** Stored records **
BEGIN
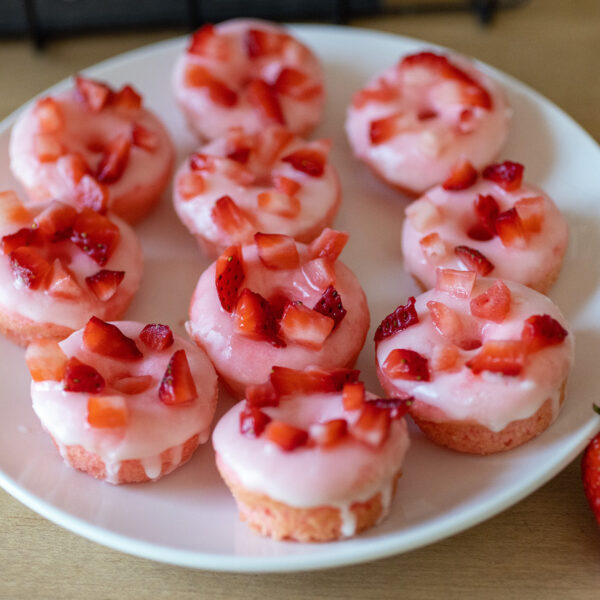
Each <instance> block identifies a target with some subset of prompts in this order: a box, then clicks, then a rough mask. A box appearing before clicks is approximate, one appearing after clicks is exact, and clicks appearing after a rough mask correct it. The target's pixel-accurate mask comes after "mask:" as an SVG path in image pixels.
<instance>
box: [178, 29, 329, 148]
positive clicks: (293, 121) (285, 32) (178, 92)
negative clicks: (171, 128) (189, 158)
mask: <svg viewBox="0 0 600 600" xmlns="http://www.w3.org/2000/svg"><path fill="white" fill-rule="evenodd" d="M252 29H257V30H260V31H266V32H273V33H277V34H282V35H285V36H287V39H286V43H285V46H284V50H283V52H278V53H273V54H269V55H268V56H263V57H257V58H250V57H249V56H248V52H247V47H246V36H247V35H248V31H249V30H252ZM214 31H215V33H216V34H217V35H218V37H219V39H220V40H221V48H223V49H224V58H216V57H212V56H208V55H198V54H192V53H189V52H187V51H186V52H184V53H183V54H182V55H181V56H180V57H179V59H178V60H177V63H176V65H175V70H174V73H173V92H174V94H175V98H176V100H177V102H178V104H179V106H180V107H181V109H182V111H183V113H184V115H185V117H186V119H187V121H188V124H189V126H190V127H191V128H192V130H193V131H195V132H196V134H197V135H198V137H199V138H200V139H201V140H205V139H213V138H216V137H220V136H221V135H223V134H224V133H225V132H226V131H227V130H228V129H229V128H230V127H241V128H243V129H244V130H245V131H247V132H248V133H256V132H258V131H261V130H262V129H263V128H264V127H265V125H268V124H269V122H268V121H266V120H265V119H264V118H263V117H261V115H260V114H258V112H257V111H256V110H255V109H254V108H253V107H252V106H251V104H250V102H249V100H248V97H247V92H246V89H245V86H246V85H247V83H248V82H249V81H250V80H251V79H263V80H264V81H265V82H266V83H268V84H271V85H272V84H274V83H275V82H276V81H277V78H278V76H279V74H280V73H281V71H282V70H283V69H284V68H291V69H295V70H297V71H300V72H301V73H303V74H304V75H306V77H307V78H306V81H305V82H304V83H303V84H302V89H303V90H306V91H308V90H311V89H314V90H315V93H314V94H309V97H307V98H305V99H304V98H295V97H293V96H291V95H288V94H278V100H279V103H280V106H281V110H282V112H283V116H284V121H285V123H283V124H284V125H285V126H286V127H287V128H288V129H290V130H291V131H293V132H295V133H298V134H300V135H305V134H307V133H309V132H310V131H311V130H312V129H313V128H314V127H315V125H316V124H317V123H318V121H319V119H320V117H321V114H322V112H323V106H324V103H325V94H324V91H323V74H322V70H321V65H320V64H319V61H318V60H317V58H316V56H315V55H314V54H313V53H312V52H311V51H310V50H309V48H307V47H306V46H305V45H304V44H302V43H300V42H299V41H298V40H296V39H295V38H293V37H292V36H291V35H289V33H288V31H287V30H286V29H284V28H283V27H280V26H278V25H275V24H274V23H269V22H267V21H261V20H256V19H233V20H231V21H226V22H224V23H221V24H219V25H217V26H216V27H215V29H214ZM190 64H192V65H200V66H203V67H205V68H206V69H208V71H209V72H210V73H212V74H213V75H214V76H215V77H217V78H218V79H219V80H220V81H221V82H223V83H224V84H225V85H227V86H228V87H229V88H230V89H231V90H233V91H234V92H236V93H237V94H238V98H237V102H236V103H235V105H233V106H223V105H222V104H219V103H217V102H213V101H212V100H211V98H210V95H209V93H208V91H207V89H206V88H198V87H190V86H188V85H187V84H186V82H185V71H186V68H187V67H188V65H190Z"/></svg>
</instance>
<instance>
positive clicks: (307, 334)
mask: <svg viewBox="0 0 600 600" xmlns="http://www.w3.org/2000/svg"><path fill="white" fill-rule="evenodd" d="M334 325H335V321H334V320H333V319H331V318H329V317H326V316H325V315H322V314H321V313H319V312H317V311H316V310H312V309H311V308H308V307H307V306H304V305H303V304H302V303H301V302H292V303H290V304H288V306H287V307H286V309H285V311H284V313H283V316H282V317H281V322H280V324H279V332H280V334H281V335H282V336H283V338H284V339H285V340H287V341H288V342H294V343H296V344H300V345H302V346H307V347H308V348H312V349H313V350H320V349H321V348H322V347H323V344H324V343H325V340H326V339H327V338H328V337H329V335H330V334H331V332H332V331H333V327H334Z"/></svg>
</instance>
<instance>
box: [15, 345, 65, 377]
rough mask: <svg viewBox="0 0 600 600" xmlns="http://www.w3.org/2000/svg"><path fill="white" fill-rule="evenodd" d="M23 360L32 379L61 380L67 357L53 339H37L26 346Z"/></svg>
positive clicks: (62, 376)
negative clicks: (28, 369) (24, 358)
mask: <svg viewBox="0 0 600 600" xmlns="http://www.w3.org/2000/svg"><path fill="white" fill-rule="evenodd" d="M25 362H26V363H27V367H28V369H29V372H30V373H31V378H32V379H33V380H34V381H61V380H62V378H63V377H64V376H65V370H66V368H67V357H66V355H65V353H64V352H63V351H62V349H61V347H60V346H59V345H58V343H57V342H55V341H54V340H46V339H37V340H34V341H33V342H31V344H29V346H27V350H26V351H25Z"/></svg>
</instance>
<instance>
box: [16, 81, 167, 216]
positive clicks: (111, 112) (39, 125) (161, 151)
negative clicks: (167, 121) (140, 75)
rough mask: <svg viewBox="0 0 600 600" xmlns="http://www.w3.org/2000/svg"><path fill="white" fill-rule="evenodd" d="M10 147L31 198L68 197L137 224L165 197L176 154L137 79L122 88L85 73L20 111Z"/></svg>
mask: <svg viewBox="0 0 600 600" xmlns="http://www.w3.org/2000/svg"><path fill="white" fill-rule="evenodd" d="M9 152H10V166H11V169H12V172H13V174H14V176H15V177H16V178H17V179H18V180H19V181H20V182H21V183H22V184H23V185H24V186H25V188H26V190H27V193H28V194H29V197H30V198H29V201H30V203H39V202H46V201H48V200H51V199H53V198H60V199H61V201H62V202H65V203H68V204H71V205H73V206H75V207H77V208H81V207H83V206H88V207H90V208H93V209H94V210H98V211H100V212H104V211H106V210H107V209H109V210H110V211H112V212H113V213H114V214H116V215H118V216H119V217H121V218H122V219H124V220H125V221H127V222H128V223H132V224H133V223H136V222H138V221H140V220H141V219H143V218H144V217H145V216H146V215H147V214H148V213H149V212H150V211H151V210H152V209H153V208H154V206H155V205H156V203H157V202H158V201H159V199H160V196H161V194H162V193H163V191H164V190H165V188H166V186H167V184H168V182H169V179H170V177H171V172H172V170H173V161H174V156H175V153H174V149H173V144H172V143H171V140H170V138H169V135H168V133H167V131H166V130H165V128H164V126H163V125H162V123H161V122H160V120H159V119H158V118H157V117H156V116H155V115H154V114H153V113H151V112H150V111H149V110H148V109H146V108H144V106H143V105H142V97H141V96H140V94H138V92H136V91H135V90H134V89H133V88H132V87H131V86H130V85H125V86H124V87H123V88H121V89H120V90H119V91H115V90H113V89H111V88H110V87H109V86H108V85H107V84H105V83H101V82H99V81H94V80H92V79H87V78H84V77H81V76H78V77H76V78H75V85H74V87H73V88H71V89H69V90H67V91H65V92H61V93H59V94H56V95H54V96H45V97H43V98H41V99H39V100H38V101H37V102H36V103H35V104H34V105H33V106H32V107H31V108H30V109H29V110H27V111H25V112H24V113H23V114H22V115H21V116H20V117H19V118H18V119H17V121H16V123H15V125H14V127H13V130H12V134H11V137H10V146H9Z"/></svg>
END
** EXERCISE REQUIREMENTS **
Type out all the records verbatim, minus images.

** ANSWER **
Each <instance> block identifies a target with some subset of prompts in this order: a box, then clicks, then a rough mask. A box appearing before clicks is approximate, one appearing after clicks is exact, and clicks appearing after a rough mask correct it. The target's pixel-accurate mask comes after "mask:" as an SVG path in image pixels.
<instance>
box: [178, 29, 329, 148]
positive clicks: (293, 121) (285, 32) (178, 92)
negative clicks: (171, 128) (189, 158)
mask: <svg viewBox="0 0 600 600" xmlns="http://www.w3.org/2000/svg"><path fill="white" fill-rule="evenodd" d="M252 29H257V30H260V31H266V32H273V33H277V34H282V35H285V36H287V39H286V43H285V46H284V50H283V52H278V53H273V54H269V55H268V56H263V57H257V58H250V57H249V56H248V52H247V47H246V36H247V35H248V31H249V30H252ZM214 31H215V33H216V34H217V35H218V37H219V39H220V40H221V48H223V49H224V58H216V57H212V56H208V55H198V54H192V53H189V52H187V51H186V52H184V53H183V54H182V55H181V56H180V57H179V59H178V60H177V63H176V65H175V70H174V73H173V92H174V94H175V98H176V100H177V102H178V104H179V106H180V107H181V109H182V111H183V113H184V115H185V117H186V119H187V121H188V124H189V126H190V127H191V128H192V130H193V131H195V132H196V134H197V135H198V137H199V138H200V139H201V140H205V139H213V138H216V137H220V136H221V135H223V134H224V133H225V132H226V131H227V130H228V129H229V128H230V127H241V128H243V129H244V130H245V131H247V132H248V133H256V132H258V131H261V130H262V129H263V128H264V127H265V125H268V124H269V122H268V121H266V120H265V119H264V118H263V117H261V115H260V114H258V112H257V111H256V110H255V109H254V108H253V107H252V106H251V104H250V102H249V100H248V97H247V92H246V89H245V86H246V85H247V83H248V82H249V81H250V80H251V79H263V80H264V81H265V82H266V83H268V84H271V85H272V84H274V83H275V82H276V81H277V78H278V76H279V74H280V73H281V71H282V70H283V69H284V68H291V69H295V70H297V71H300V72H301V73H303V74H304V75H306V77H307V78H306V81H305V82H304V83H303V84H302V89H303V90H306V91H308V90H311V89H314V90H315V93H314V94H309V97H307V98H305V99H304V98H295V97H293V96H291V95H288V94H278V100H279V103H280V106H281V110H282V112H283V116H284V121H285V123H283V124H284V125H285V126H286V127H287V128H288V129H290V130H291V131H293V132H295V133H298V134H300V135H305V134H307V133H309V132H310V131H311V130H312V129H313V128H314V127H315V125H316V124H317V123H318V121H319V119H320V117H321V114H322V112H323V106H324V103H325V94H324V91H323V74H322V70H321V65H320V64H319V61H318V60H317V58H316V56H315V55H314V54H313V53H312V52H311V51H310V50H309V48H307V47H306V46H305V45H304V44H302V43H300V42H299V41H298V40H296V39H295V38H293V37H292V36H291V35H289V33H288V31H287V30H286V29H284V28H283V27H280V26H278V25H275V24H274V23H269V22H267V21H261V20H256V19H233V20H231V21H226V22H224V23H221V24H219V25H217V26H216V27H215V29H214ZM190 64H192V65H200V66H203V67H205V68H206V69H208V71H209V72H210V73H212V74H213V75H214V76H215V77H217V78H218V79H219V80H220V81H221V82H223V83H224V84H225V85H227V86H228V87H229V88H230V89H231V90H233V91H234V92H236V93H237V94H238V98H237V102H236V103H235V105H233V106H223V105H222V104H219V103H217V102H213V101H212V100H211V98H210V95H209V93H208V91H207V89H206V88H198V87H190V86H188V85H187V84H186V82H185V71H186V68H187V67H188V65H190Z"/></svg>
</instance>
<instance>
positive clicks: (307, 334)
mask: <svg viewBox="0 0 600 600" xmlns="http://www.w3.org/2000/svg"><path fill="white" fill-rule="evenodd" d="M334 325H335V321H334V320H333V319H331V318H329V317H326V316H325V315H322V314H321V313H319V312H317V311H316V310H312V309H311V308H308V307H307V306H304V305H303V304H302V303H301V302H292V303H290V304H288V306H287V307H286V309H285V311H284V313H283V316H282V317H281V322H280V324H279V332H280V334H281V335H282V336H283V338H284V339H285V340H287V341H288V342H294V343H296V344H300V345H302V346H307V347H308V348H312V349H313V350H320V349H321V348H322V347H323V344H324V343H325V340H326V339H327V338H328V337H329V335H330V334H331V332H332V331H333V327H334Z"/></svg>
</instance>
<instance>
box: [15, 345, 65, 377]
rough mask: <svg viewBox="0 0 600 600" xmlns="http://www.w3.org/2000/svg"><path fill="white" fill-rule="evenodd" d="M23 360L32 379L61 380L67 357L53 339H37L26 346Z"/></svg>
positive clicks: (62, 376)
negative clicks: (28, 369) (24, 358)
mask: <svg viewBox="0 0 600 600" xmlns="http://www.w3.org/2000/svg"><path fill="white" fill-rule="evenodd" d="M25 362H26V363H27V367H28V369H29V372H30V373H31V378H32V379H33V380H34V381H61V380H62V378H63V377H64V376H65V370H66V368H67V357H66V355H65V353H64V352H63V351H62V349H61V347H60V346H59V345H58V343H57V342H55V341H54V340H46V339H37V340H34V341H33V342H31V344H29V346H27V350H26V351H25Z"/></svg>
</instance>
<instance>
box: [16, 81, 167, 216]
positive clicks: (111, 112) (39, 125) (161, 151)
negative clicks: (167, 121) (140, 75)
rough mask: <svg viewBox="0 0 600 600" xmlns="http://www.w3.org/2000/svg"><path fill="white" fill-rule="evenodd" d="M10 147L31 198L68 197L137 224L165 197L176 154L137 79L122 88L85 73L20 111Z"/></svg>
mask: <svg viewBox="0 0 600 600" xmlns="http://www.w3.org/2000/svg"><path fill="white" fill-rule="evenodd" d="M9 152H10V166H11V169H12V172H13V174H14V176H15V177H16V178H17V179H18V180H19V181H20V182H21V183H22V184H23V185H24V186H25V188H26V190H27V193H28V194H29V197H30V198H29V201H30V203H39V202H46V201H48V200H51V199H53V198H60V199H61V201H62V202H65V203H68V204H71V205H73V206H75V207H77V208H81V207H83V206H88V207H90V208H93V209H94V210H98V211H100V212H104V211H106V210H107V209H109V210H110V211H112V212H113V213H114V214H116V215H118V216H119V217H121V218H122V219H124V220H125V221H127V222H128V223H132V224H133V223H136V222H138V221H140V220H141V219H143V218H144V217H145V216H146V215H147V214H148V213H149V212H150V211H151V210H152V209H153V208H154V206H155V205H156V203H157V202H158V201H159V199H160V196H161V194H162V193H163V191H164V190H165V188H166V186H167V184H168V182H169V179H170V177H171V172H172V170H173V161H174V156H175V153H174V149H173V144H172V143H171V140H170V138H169V135H168V133H167V131H166V130H165V128H164V126H163V125H162V123H161V122H160V120H159V119H158V118H157V117H156V116H155V115H154V114H153V113H151V112H150V111H149V110H148V109H146V108H144V106H143V105H142V97H141V96H140V94H138V92H136V91H135V90H134V89H133V88H132V87H131V86H130V85H125V86H124V87H123V88H121V89H120V90H119V91H115V90H113V89H111V88H110V87H109V86H108V85H107V84H105V83H101V82H99V81H94V80H92V79H87V78H84V77H81V76H78V77H76V78H75V85H74V87H73V88H71V89H69V90H67V91H65V92H61V93H59V94H56V95H54V96H45V97H43V98H41V99H39V100H38V101H37V102H36V103H35V104H34V105H33V106H32V107H31V108H30V109H29V110H27V111H25V112H24V113H23V114H22V115H21V116H20V117H19V118H18V119H17V121H16V123H15V125H14V127H13V130H12V134H11V137H10V146H9Z"/></svg>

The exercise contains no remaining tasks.